## Reading text
........

B Appellant to file fully particularised grounds of appeal within 14 days of the date of judgment if she wishes to pursue her conviction appeal.
REASONS OF THE COURT
(Given by Arnold J)
Introduction
[1] Following a jury trial before Priestley J, the appellant was convicted on one count of importing cocaine, a Class A controlled drug, into New Zealand. She was sentenced to a term of imprisonment of eight years, five months. She has appealed against her conviction and sentence. [2] In the notice of appeal the grounds of appeal against conviction are stated to be:
(a) Verdict against the weight of evidence;
(b) Learned trial Judge misdirected on law of knowledge and intent.
[3] The appeal was set down for hearing on 24 October 2006. However, on 11 September 2006 counsel for the appellant, Mr Hart, wrote to the Crown alleging that the Crown had failed to make full disclosure to the defence prior to trial and seeking further disclosure. In particular, Mr Hart sought disclosure of material arising out of an affidavit made by Detective Inspector Allsopp-Smith on 28 June 2005 in support of an application for interception warrants in another matter (the affidavit). Mr Hart asked that disclosure be provided well before 24 October 2006 "in order to allow it to form the basis of the appeal". [4] Having considered the request, the Crown declined to provide further disclosure, on the ground that the material requested was not relevant to the appellant’s case. [5] Given this response, and Mr Hart’s rejection of it, it was clear that the hearing of the appeal could not proceed on 24 October 2006. However, given that there was a dispute about disclosure, the Court decided to take advantage of the fixture to deal with the dispute. Accordingly we heard argument on the basis that there was an application for further disclosure prior to the hearing of the appeal.
Background
[6] The appellant, a South African citizen, arrived at Auckland on an international flight which she had apparently boarded in Brazil. She was ticketed to fly to Brisbane two days after her arrival in New Zealand and to return to Auckland two days after that, prior to returning to South America. When she arrived at Auckland, the appellant was travelling under a false name on a false United Kingdom passport. [7] The appellant’s suitcase was searched at the airport. Four ornamental statues were found. Concealed inside these was 3.179 kilograms of cocaine. [8] In brief, the appellant’s defence was that she did not know the statues contained drugs. She said that she had undertaken the flight because she and members of her family had been threatened by a group of Nigerians. She was given tickets to fly from South Africa to Brazil, where she was provided with her instructions, the false passport, the tickets for her travel to New Zealand and Australia and where the statues were placed in her suitcase. She said that she was told that this was to be a training trip and that if she survived this trip she would be "ready to go".

........

## Objective 1
Reproduce word for word the part of the judgment that opens with the words containing "Introduction" and closes with "knowledge and intent.".

## Dataset extract
........

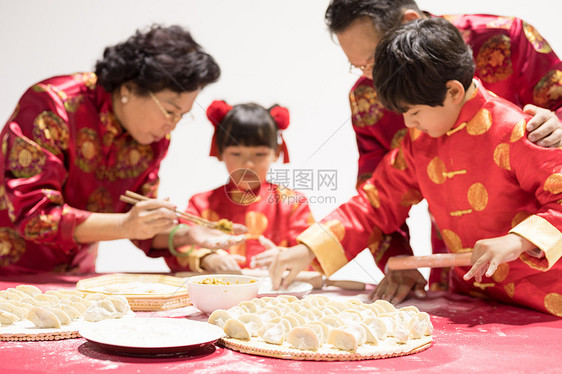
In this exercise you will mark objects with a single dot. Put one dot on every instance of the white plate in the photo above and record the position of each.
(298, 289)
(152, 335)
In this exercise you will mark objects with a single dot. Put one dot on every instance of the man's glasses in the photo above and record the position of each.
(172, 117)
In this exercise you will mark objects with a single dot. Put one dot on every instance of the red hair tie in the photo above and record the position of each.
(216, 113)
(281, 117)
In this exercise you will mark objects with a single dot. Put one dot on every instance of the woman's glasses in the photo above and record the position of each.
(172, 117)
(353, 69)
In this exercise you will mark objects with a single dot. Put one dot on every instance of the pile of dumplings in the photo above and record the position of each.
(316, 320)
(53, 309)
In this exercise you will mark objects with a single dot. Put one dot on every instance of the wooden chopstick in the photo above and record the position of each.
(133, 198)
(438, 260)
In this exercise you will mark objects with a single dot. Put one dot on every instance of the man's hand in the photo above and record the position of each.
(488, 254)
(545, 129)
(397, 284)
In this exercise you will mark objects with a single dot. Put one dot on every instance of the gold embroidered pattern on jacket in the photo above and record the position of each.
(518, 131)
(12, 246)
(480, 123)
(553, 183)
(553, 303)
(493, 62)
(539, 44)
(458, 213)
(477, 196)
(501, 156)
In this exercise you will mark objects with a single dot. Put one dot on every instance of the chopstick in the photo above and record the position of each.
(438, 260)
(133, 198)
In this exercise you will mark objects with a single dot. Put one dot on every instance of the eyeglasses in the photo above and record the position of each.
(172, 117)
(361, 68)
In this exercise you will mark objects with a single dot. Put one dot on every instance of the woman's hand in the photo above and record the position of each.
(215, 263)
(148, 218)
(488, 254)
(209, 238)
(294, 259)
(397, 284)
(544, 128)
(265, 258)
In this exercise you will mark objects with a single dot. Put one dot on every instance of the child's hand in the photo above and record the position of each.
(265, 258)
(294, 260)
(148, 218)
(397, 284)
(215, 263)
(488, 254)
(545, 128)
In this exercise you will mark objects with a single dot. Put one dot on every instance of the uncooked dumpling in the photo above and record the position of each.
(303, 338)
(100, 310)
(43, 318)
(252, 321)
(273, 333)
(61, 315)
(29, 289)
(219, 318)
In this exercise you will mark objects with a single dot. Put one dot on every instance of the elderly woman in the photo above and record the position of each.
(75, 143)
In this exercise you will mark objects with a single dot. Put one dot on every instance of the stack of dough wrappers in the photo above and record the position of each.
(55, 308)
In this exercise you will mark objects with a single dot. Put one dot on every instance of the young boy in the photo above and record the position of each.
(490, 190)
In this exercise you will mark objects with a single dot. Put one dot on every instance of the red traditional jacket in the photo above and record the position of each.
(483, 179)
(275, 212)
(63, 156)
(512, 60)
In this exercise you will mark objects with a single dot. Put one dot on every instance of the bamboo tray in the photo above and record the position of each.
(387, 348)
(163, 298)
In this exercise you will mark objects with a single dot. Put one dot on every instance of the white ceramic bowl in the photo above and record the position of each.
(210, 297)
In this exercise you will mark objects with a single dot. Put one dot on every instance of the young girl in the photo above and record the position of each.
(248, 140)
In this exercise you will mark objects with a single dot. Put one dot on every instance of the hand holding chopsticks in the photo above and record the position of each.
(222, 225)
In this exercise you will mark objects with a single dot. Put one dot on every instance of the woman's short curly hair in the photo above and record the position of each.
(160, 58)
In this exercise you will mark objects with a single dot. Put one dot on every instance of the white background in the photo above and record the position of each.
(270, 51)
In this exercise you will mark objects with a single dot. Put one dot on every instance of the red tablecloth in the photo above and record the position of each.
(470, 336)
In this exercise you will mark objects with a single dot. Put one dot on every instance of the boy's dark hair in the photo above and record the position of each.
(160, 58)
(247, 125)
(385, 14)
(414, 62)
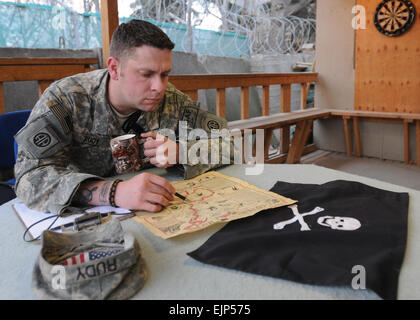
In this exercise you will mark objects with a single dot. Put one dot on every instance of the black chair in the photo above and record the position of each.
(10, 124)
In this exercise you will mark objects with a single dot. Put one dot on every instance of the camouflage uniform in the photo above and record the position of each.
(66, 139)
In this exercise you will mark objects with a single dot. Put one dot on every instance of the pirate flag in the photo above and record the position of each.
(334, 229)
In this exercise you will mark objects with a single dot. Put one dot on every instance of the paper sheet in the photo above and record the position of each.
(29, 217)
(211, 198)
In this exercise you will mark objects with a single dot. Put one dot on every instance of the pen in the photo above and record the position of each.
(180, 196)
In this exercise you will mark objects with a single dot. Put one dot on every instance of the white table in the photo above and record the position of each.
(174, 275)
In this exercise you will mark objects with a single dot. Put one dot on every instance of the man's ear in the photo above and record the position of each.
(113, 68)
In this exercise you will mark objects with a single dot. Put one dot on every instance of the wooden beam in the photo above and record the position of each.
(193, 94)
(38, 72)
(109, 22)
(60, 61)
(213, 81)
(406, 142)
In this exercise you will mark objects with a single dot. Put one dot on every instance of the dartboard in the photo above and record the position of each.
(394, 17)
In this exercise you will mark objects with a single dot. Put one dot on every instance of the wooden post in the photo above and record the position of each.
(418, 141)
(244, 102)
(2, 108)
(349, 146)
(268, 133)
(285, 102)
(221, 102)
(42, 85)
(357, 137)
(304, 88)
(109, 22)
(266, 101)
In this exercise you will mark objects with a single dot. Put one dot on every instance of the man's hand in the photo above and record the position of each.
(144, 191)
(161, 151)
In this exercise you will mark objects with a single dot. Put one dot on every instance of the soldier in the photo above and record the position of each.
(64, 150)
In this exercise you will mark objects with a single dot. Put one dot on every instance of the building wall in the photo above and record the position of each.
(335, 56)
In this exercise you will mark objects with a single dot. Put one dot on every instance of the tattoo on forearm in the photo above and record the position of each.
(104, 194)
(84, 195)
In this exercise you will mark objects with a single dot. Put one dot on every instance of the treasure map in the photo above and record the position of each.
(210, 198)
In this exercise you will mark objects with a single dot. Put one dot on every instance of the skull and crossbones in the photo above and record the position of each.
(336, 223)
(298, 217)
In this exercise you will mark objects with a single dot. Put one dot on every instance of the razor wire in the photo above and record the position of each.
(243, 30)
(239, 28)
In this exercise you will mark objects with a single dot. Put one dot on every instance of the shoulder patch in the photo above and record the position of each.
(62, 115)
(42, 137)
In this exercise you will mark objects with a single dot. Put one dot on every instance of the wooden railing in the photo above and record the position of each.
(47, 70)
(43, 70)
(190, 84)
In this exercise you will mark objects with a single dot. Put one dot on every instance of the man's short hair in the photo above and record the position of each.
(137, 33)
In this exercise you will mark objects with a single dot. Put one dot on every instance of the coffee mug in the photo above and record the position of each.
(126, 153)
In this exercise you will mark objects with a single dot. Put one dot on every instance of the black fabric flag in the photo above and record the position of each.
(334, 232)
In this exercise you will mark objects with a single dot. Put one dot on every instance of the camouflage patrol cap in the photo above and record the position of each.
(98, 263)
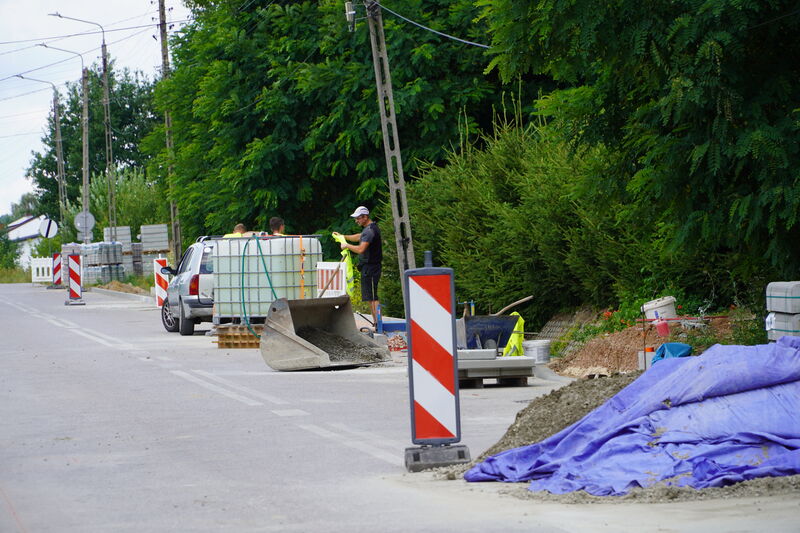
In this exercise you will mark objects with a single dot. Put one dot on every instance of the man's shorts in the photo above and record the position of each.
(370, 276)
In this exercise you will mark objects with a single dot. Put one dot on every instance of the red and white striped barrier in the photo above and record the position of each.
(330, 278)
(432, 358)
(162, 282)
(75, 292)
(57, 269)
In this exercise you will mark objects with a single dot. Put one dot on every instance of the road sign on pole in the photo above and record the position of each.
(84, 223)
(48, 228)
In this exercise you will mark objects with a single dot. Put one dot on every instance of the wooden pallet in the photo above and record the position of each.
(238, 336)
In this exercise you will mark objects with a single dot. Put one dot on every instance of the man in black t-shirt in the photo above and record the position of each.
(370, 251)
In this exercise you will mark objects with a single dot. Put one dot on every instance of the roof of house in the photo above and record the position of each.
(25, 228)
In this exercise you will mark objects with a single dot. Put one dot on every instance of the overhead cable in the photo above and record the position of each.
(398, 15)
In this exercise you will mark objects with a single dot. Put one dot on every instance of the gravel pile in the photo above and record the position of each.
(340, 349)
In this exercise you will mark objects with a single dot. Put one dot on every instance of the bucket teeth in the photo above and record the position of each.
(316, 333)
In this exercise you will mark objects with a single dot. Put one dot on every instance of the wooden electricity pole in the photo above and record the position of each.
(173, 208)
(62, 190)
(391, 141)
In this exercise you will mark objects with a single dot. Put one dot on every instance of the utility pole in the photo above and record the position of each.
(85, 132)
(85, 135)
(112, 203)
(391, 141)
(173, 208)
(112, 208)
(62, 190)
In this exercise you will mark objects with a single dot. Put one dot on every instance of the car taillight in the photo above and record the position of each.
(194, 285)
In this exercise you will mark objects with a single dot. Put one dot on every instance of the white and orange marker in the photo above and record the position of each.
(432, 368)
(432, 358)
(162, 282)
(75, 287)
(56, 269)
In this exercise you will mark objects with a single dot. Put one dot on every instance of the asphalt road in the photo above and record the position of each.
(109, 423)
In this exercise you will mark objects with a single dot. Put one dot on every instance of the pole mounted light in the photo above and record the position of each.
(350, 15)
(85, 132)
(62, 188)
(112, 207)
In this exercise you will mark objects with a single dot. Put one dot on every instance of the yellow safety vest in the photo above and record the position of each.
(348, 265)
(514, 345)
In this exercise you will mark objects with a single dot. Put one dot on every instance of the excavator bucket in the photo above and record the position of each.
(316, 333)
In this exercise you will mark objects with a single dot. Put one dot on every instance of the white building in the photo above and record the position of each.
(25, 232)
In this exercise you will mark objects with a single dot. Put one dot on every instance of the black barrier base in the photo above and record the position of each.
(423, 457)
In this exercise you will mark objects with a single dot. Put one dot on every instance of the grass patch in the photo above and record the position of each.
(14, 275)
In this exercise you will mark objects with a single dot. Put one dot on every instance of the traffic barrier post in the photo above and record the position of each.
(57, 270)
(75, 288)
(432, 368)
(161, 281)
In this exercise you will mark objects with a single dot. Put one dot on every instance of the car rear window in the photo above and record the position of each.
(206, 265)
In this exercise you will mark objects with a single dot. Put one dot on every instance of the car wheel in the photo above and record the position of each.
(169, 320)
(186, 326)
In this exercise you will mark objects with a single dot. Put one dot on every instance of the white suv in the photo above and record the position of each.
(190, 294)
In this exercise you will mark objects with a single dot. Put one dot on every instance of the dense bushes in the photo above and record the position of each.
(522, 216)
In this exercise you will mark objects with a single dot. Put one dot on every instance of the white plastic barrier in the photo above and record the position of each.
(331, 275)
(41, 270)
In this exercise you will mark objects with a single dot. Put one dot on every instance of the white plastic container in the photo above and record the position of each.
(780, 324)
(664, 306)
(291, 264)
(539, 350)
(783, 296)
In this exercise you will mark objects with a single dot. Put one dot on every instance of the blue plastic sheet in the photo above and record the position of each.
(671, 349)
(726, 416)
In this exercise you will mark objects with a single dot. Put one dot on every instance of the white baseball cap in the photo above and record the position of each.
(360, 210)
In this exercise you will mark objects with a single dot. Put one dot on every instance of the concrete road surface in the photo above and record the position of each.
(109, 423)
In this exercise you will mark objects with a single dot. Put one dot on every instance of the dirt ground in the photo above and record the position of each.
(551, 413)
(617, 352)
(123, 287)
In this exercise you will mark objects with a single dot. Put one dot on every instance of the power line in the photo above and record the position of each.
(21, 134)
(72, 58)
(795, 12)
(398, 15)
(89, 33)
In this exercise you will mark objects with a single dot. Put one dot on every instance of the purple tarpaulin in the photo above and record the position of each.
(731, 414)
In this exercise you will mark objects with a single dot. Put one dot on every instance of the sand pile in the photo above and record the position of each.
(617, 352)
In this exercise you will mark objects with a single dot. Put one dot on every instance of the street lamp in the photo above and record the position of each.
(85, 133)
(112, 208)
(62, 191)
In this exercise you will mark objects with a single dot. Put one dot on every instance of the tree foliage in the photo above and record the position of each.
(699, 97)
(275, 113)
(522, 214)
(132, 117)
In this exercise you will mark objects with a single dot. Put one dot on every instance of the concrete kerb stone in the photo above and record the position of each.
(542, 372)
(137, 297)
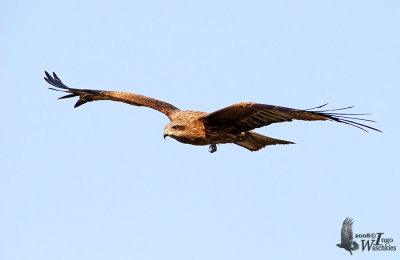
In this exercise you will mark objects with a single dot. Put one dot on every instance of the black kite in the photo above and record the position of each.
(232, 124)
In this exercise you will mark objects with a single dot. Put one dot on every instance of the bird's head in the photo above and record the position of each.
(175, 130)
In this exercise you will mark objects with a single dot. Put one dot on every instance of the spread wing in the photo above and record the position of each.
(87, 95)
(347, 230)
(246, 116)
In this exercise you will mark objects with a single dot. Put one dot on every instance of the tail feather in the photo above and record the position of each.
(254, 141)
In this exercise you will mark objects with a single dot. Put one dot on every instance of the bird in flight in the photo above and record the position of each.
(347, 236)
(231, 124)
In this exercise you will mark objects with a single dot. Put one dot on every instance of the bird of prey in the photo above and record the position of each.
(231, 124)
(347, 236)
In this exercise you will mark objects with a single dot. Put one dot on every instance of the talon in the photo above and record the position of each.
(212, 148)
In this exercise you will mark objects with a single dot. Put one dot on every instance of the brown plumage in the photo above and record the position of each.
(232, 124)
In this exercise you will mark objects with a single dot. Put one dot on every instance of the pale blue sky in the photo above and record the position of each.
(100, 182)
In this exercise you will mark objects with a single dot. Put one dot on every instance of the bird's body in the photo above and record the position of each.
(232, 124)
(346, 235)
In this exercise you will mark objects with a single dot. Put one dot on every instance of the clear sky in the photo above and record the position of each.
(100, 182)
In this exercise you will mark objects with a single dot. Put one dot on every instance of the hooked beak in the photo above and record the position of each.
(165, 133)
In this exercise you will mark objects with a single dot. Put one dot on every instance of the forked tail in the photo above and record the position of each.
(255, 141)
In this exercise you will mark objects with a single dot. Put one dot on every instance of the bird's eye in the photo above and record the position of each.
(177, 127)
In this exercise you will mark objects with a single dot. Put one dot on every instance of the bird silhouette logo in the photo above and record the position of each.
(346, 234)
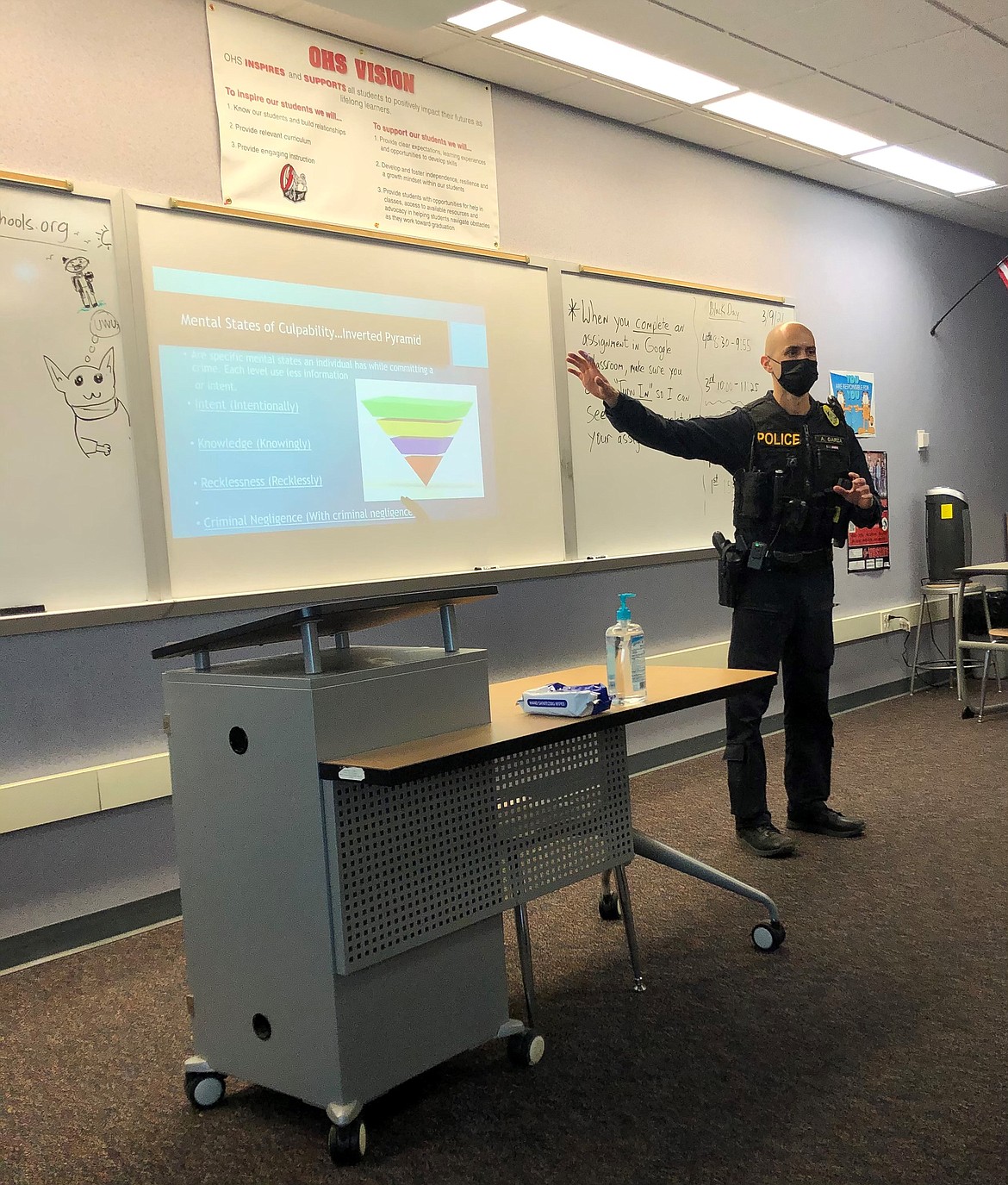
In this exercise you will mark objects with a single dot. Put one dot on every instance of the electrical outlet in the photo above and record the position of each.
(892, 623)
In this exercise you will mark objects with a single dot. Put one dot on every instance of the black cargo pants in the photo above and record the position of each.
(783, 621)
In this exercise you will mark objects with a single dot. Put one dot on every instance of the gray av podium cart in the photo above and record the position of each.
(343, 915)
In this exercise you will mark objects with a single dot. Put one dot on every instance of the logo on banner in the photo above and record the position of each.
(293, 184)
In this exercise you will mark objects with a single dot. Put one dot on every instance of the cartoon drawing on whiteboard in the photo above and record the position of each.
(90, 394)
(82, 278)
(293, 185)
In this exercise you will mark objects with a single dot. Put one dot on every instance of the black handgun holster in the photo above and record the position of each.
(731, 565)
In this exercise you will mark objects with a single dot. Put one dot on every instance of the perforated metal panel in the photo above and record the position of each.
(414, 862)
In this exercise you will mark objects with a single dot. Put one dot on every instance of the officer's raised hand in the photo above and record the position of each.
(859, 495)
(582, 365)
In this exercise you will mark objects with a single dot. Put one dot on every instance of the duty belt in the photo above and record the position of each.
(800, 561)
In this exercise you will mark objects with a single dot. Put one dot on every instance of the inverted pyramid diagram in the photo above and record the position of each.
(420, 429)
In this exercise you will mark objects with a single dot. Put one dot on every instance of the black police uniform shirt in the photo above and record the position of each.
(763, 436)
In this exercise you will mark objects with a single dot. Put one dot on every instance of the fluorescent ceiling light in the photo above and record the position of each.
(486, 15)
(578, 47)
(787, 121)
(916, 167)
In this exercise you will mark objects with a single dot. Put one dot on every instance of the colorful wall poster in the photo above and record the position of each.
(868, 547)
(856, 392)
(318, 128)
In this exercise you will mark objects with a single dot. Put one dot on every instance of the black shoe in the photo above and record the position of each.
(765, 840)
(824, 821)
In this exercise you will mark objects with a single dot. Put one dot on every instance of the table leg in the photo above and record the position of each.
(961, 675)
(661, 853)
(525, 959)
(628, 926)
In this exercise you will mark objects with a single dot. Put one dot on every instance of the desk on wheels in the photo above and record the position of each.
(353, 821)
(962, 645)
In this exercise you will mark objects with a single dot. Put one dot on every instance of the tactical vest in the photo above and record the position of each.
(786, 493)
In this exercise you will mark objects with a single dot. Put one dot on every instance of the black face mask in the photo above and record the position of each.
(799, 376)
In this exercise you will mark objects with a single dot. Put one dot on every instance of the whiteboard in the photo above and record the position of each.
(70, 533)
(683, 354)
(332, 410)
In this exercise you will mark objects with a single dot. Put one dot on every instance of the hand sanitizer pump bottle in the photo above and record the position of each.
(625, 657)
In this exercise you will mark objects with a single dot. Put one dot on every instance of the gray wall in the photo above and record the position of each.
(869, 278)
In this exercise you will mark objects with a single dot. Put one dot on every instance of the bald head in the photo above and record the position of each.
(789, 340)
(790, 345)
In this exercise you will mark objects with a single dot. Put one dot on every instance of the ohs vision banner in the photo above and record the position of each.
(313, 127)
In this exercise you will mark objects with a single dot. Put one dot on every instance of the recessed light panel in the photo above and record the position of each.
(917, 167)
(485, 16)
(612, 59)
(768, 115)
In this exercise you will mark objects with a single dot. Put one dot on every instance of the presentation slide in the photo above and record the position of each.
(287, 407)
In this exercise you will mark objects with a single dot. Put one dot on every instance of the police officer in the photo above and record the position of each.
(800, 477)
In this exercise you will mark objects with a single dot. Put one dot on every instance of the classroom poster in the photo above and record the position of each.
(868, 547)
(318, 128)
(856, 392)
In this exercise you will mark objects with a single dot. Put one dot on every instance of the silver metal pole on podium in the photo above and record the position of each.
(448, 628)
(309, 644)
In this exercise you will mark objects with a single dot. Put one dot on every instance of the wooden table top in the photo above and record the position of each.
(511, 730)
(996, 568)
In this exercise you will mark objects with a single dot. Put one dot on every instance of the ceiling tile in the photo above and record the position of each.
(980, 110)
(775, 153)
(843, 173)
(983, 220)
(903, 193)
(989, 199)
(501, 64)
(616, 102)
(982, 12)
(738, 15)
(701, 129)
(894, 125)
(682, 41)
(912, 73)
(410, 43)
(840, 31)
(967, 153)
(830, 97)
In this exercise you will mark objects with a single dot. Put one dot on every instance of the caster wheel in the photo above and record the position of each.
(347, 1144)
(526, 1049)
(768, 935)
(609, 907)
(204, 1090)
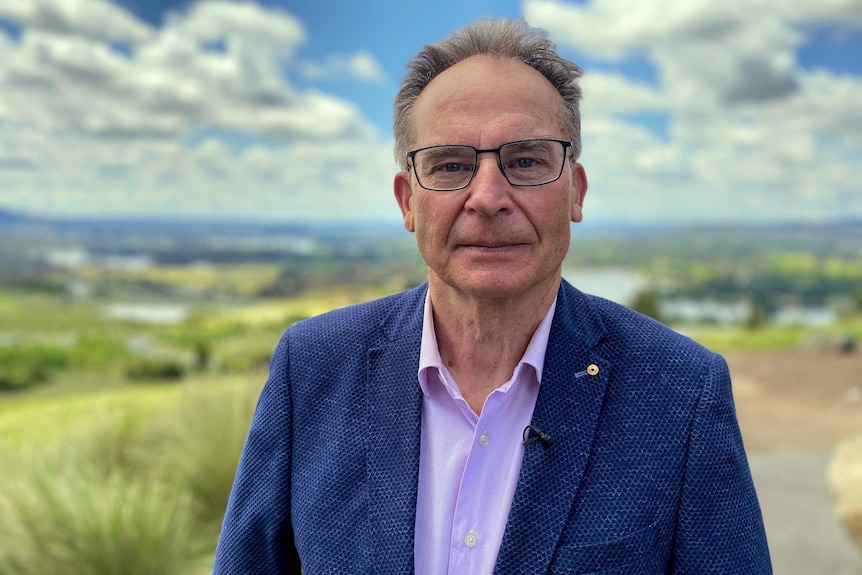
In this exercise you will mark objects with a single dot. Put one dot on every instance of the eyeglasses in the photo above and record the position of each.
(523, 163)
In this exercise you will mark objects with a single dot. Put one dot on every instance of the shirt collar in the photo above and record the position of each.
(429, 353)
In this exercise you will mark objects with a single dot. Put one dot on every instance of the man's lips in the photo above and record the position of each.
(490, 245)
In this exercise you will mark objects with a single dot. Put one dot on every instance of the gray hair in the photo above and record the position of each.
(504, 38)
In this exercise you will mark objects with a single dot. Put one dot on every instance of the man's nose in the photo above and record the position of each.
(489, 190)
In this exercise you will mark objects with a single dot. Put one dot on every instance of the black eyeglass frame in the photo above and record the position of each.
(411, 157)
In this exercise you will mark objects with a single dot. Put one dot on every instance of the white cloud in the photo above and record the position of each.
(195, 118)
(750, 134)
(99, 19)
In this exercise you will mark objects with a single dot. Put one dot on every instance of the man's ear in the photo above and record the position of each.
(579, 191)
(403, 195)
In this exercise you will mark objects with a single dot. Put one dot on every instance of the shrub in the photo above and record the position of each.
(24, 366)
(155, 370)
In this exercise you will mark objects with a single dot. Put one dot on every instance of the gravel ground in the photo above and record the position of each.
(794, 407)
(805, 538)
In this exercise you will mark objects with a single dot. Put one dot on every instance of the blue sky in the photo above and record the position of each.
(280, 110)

........

## Objective 2
Pick out every line in the records that contains the string "sanitizer", matching case exactly.

## Right answer 1
Introduction
[1] Following a jury trial before Priestley J, the appellant was convicted on one count of importing cocaine, a Class A controlled drug, into New Zealand. She was sentenced to a term of imprisonment of eight years, five months. She has appealed against her conviction and sentence. [2] In the notice of appeal the grounds of appeal against conviction are stated to be:
(a) Verdict against the weight of evidence;
(b) Learned trial Judge misdirected on law of knowledge and intent.

## Right answer 2
In this exercise you will mark objects with a single dot. Put one dot on every instance of the hand sanitizer pump bottle in the photo above and record the position of each.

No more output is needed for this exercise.